Excerpted text:
- - -
Home equity loans and HELOCs (home equity lines of credit) let you borrow money against your home's equity, usually up to 80% or 85%, although this varies by lender. A home equity loan works like a personal loan in that it gives you a lump sum that you'll make payments on monthly. A HELOC is a revolving line of credit you can use like a credit card to borrow money as needed.

Since they're secured by the equity in your home, rates for borrowers with bad credit may be lower than other loan types. However, falling behind on payments can put your home in jeopardy of foreclosure. It may be difficult to get a home equity loan with bad credit, but if you have sufficient equity, a low debt-to-income ratio (DTI), and a strong income, you might qualify.

Home equity loan terms can last up to 30 years, and loan amounts are not capped but depend on your home equity, credit, and financial profile.
- - -
Supplied material:
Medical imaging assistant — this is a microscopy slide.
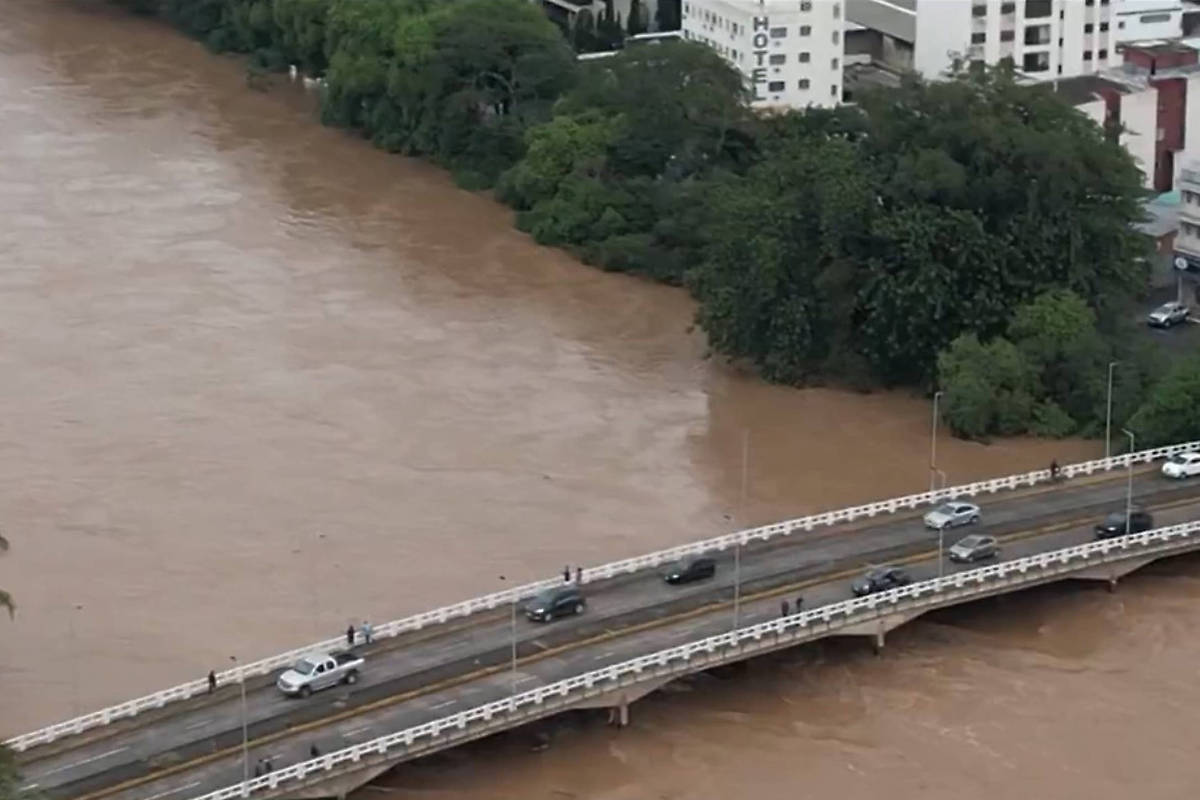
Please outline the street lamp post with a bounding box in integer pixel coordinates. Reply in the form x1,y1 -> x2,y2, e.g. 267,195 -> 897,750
- - -
Aim:
In the home equity passage, give the part from "Home equity loans" to "money as needed." again, switching "lump sum" to "single payout".

Task result:
Home equity loans and HELOCs (home equity lines of credit) let you borrow money against your home's equity, usually up to 80% or 85%, although this varies by lender. A home equity loan works like a personal loan in that it gives you a single payout that you'll make payments on monthly. A HELOC is a revolving line of credit you can use like a credit card to borrow money as needed.